Proceedings of the 99th Meeting of the Food and Drug Administration Cardiovascular and Renal Drugs Advisory Committee
May 29th and 30th, 2003
The committee reviewed two new drug applications (NDAs) that previously had received “approvable” actions. Initial submissions had shown that these two compounds might have a prolonging effect on the QT interval. Therefore, sponsors were asked to undertake additional studies that incorporated an evaluation of QTc (QT interval corrected) prolongation at plasma concentrations relevant for monotherapy at the proposed labeled doses, as well as at concentrations expected to be achieved as a result of pharmacokinetic interaction with drugs that plausibly might be administered concomitantly.
The first of the drugs, alfuzosin, is an α1-adrenergic receptor antagonist known to improve urinary flow rate in patients with symptoms of benign prostatic hypertrophy. The sponsor presented data from a crossover study of 48 healthy white men between the ages of 18 and 50 years given single doses of alfuzosin targeting therapeutic (10 mg) and supratherapeutic (40 mg) blood levels. Maximum changes in QT interval and QTc interval were measured and compared with changes in individuals who took placebo or moxifloxacin (400 mg), a drug that is known to prolong QT interval. Approximately 10 mg alfuzosin caused a modest dose-related increase in QTc from baseline that was less than the increase caused by moxifloxacin relative to placebo.

▶ _Record set_
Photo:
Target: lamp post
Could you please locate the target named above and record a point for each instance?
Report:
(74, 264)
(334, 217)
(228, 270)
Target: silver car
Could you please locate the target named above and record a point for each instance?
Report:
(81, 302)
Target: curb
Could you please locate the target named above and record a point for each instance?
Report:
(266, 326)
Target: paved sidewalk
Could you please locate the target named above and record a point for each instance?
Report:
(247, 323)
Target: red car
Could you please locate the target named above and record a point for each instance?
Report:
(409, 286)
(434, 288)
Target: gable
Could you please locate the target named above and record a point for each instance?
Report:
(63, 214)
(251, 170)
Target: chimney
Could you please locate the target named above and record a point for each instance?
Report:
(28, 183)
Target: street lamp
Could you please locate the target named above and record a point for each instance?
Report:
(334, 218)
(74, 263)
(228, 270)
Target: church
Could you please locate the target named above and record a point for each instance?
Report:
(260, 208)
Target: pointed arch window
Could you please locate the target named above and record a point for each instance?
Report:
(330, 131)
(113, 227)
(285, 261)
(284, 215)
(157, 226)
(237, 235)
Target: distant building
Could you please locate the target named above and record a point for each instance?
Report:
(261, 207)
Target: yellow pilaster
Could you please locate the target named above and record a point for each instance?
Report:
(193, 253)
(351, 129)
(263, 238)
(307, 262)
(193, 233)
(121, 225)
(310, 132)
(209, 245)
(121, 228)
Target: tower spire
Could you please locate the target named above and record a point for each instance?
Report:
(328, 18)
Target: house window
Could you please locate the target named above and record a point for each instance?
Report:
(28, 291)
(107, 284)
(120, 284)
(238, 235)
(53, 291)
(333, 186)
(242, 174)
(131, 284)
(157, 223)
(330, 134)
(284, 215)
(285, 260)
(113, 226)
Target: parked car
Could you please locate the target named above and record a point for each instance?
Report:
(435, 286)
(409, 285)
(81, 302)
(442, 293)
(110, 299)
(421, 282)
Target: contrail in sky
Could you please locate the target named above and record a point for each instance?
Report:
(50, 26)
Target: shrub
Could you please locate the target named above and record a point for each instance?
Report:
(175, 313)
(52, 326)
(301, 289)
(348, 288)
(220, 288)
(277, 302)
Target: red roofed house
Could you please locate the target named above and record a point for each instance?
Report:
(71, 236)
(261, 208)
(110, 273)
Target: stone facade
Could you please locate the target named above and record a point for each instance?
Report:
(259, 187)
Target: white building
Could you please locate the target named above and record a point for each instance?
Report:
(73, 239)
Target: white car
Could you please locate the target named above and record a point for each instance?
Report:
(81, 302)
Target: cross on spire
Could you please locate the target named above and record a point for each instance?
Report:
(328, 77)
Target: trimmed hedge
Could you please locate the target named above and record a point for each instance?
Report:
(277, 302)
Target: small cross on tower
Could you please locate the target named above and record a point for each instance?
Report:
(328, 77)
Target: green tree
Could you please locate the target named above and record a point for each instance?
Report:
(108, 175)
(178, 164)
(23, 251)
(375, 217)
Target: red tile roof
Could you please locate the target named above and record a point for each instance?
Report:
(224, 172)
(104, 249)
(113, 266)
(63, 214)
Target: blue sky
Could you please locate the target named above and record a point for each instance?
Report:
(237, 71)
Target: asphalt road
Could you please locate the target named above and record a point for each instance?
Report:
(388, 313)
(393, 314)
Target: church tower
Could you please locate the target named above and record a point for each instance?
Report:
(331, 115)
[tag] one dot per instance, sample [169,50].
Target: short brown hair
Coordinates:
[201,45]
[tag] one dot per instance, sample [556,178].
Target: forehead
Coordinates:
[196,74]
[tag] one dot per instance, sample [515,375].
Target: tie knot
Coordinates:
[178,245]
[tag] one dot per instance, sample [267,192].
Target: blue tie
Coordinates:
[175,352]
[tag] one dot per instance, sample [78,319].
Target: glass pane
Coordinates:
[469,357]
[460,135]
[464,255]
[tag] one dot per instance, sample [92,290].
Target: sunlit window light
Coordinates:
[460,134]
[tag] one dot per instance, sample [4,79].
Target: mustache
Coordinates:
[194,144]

▶ _Exercises_
1. In the FDA committee proceedings, how many healthy men took part in the crossover study of alfuzosin?
2. Translate this sentence from the FDA committee proceedings into Spanish: "The first of the drugs, alfuzosin, is an α1-adrenergic receptor antagonist known to improve urinary flow rate in patients with symptoms of benign prostatic hypertrophy."
3. Go on with the FDA committee proceedings from the point where they stop.

▶ _Answers for the exercise_
1. 48

2. El primero de los fármacos, la alfuzosina, es un antagonista de los receptores adrenérgicos α1 que, según se sabe, mejora la tasa de flujo urinario en pacientes con síntomas de hipertrofia prostática benigna.

3.
The second drug, vardenafil, is a potent phosphodiesterase 5 inhibitor. It was studied in 59 healthy adult men between the ages of 45 and 60 years, using sequential 12-lead ECGs at specified intervals. Studies were conducted with doses targeting therapeutic (10 mg) and supratherapeutic (80 mg) blood levels. As in the alfuzosin trial, both placebo and moxifloxacin (400 mg) were administered as positive controls. A small increase in individually corrected QTc was seen, with a shallow dose-response curve for effects between 10 and 80 mg, and little difference compared with effects of moxifloxacin.
With regard to the postmarketing experience for the two drugs, alfuzosin is currently approved in Europe as well as in Canada and Australia. During this clinical use, no cases of torsade de pointes have been attributed to this agent. Vardenafil has been marketed in Europe since March 2003, and no adverse clinical cardiovascular side effects and, in particular, no torsade de pointes have been reported.
A presentation from Pfizer on a similar phosphodiesterase 5 inhibitor, sildenafil, indicated that no case of QTc prolongation or torsade de pointes has been identified during 5 years of widespread use.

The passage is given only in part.